* Start Page *

# read

> Read and query chronicle parquet files.

In most cases you should prefer the scan interface over the read interface.  Refer to `scan_chronicle()` for more information.

In [None]:
#| default_exp read

In [None]:
#| hide
from nbdev.showdoc import *

In [None]:
#| export
import polars as pl
import pyarrow.parquet as pq
# import pyarrow.dataset as ds
# from s3fs import S3FileSystem
# import pandas as pd
# from fastcore.basics import patch
# import re

## Using the read interface

In [None]:
#| hide
#| export
def read_chronicle(
        path: str, # Path to dataset,
        type: str = "", # must be `metrics` or `logs`
        date:str = "", # date in format `YYYY/MM/DD` 
        version: str = "v1" # currently must be `v1`
    ) -> pl.DataFrame:
    "Read a chronicle parquet file into a polars dataframe."
    path = f"{path}/{version}/{type}/{date}"
    return pl.from_arrow(pq.read_table(path))



In [None]:
#| export
def read_chronicle_metrics(
        path: str, # Path to dataset,
        date:str = "", # date in format `YYYY/MM/DD` 
        version: str = "v1" # currently must be `v1`
) -> pl.DataFrame:
    "Read a chronicle metrics parquet file into a polars dataframe."
    return read_chronicle(path, "metrics", date, version = version) 

def read_chronicle_logs(
        path: str, # Path to dataset,
        date:str = "", # date in format `YYYY/MM/DD` 
        version: str = "v1" # currently must be `v1`
) -> pl.DataFrame:
    "Read a chronicle logs parquet file into a polars dataframe."

* End Page *

- **Tasks**:
A. According to the read page, which interface should you usually prefer over the read interface?
B. Rewrite the part of the read page starting at "## Using the" and ending at "return pl.from_arrow(pq.read_table(path))", replacing "polars dataframe" with "pandas dataframe".

* Start Record extracts *

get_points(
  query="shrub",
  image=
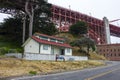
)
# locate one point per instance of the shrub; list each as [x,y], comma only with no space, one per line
[3,50]
[33,72]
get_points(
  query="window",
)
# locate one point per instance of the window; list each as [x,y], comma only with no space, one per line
[53,40]
[68,50]
[43,38]
[60,41]
[45,47]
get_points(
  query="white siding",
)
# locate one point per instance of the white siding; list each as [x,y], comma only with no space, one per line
[56,50]
[68,52]
[31,47]
[42,51]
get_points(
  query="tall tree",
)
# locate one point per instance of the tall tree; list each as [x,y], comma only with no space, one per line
[33,8]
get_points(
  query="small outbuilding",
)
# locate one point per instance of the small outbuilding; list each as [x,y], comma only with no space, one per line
[44,44]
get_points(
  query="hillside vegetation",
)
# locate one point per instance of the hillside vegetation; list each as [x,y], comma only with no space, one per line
[17,67]
[76,52]
[6,45]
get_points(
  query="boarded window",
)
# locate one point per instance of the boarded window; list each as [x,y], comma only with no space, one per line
[45,47]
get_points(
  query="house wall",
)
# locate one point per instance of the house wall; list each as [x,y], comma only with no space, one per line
[56,50]
[68,51]
[32,56]
[31,47]
[45,51]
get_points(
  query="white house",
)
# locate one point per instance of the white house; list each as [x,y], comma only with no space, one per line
[44,47]
[44,44]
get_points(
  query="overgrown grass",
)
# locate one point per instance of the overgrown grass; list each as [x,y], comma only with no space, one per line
[6,44]
[16,67]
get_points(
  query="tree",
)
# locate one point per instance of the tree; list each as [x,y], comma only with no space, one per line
[34,9]
[12,27]
[84,42]
[78,28]
[48,29]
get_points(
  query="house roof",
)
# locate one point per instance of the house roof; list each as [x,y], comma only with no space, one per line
[50,36]
[50,43]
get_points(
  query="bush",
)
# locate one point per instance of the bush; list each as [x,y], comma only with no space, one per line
[33,72]
[3,50]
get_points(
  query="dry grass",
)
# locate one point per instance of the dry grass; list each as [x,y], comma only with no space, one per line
[95,56]
[16,67]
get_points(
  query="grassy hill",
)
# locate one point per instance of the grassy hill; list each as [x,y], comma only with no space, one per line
[69,38]
[6,44]
[23,67]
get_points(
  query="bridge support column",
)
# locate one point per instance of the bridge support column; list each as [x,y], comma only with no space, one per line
[107,30]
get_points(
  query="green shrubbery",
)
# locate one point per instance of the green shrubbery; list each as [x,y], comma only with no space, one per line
[3,50]
[33,72]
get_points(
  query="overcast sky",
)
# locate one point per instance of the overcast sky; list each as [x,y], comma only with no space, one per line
[95,8]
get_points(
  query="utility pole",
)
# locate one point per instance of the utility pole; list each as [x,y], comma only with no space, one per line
[107,30]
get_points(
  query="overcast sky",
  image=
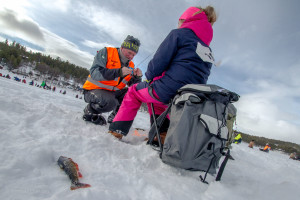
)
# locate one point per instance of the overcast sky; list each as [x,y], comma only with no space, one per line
[257,44]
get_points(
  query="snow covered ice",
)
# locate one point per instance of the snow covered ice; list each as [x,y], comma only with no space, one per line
[37,126]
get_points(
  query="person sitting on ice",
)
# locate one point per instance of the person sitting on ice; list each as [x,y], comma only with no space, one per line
[266,148]
[238,138]
[177,62]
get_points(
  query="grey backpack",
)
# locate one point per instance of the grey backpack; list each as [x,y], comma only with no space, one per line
[198,130]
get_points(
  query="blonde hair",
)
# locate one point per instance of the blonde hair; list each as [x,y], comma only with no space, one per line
[210,13]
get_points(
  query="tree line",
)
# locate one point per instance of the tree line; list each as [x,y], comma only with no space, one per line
[15,55]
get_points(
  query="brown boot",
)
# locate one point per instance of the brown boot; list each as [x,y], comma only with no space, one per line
[117,135]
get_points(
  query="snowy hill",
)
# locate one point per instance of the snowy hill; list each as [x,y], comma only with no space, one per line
[37,126]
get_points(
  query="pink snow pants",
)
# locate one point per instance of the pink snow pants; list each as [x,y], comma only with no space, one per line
[131,104]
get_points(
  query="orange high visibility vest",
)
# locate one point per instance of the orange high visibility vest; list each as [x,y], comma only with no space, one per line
[113,62]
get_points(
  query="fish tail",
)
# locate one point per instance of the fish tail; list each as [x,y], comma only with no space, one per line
[75,186]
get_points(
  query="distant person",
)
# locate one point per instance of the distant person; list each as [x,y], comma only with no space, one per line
[251,144]
[184,57]
[238,138]
[111,72]
[266,148]
[294,156]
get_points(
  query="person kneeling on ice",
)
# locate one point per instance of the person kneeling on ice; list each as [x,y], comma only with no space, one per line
[111,72]
[184,57]
[266,148]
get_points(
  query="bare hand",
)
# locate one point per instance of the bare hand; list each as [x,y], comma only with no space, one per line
[126,71]
[137,72]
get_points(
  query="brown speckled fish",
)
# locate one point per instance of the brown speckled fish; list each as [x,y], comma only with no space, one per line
[72,170]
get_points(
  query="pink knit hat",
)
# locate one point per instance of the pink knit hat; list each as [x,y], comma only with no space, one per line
[189,13]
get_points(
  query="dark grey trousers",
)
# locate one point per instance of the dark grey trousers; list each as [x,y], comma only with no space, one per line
[101,101]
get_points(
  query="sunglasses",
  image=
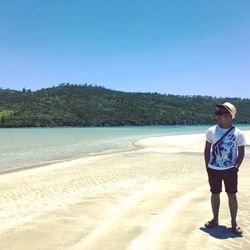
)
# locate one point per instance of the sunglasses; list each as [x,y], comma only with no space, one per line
[221,112]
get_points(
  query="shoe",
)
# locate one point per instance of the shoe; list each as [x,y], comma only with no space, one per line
[211,224]
[237,230]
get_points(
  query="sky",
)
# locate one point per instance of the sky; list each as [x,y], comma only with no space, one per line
[180,47]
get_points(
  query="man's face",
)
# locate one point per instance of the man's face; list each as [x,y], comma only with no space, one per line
[222,114]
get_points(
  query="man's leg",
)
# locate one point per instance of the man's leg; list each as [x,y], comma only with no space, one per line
[215,202]
[233,206]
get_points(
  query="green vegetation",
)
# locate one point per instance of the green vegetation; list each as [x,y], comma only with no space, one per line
[87,105]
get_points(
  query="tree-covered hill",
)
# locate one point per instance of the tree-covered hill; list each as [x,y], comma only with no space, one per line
[87,105]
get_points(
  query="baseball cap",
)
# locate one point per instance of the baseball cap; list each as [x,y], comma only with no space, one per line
[230,107]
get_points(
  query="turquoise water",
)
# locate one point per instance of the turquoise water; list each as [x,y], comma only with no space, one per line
[24,147]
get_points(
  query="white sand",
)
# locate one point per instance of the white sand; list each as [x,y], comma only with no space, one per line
[154,198]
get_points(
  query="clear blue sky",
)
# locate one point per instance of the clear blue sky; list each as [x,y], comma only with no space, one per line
[185,47]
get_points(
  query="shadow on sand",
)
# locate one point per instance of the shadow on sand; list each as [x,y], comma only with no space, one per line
[220,232]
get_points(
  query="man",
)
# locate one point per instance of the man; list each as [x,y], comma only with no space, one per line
[224,153]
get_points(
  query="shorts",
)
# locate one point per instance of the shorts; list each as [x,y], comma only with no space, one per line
[229,177]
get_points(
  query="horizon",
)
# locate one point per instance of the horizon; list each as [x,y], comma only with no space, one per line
[129,92]
[177,48]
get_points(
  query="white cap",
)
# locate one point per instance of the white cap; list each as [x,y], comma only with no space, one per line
[230,107]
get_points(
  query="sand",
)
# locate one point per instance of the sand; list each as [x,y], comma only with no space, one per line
[154,198]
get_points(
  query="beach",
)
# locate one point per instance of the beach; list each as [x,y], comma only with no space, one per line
[153,198]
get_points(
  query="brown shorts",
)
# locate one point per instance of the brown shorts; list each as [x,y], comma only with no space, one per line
[229,177]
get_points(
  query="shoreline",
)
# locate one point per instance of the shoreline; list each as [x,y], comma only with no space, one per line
[150,143]
[88,203]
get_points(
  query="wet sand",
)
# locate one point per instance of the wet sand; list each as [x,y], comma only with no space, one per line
[153,198]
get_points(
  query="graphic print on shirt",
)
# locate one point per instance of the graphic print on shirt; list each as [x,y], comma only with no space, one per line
[225,152]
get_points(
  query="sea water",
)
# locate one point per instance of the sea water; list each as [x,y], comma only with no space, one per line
[25,147]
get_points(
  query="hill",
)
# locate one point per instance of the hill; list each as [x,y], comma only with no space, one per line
[87,105]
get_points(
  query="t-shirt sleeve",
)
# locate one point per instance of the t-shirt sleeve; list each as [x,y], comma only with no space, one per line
[208,136]
[241,141]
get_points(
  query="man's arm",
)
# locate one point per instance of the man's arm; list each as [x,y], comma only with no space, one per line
[241,154]
[207,152]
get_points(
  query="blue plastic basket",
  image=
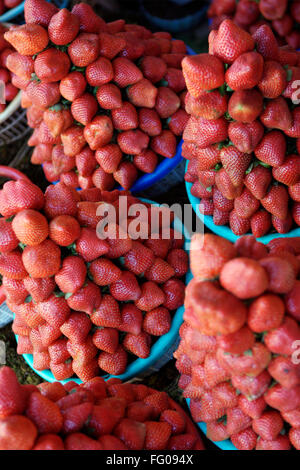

* End Record extracts *

- **List of solutions**:
A. The scan interface.

B.
## Using the read interface

In [None]:
#| hide
#| export
def read_chronicle(
        path: str, # Path to dataset,
        type: str = "", # must be `metrics` or `logs`
        date:str = "", # date in format `YYYY/MM/DD` 
        version: str = "v1" # currently must be `v1`
    ) -> pl.DataFrame:
    "Read a chronicle parquet file into a pandas dataframe."
    path = f"{path}/{version}/{type}/{date}"
    return pl.from_arrow(pq.read_table(path))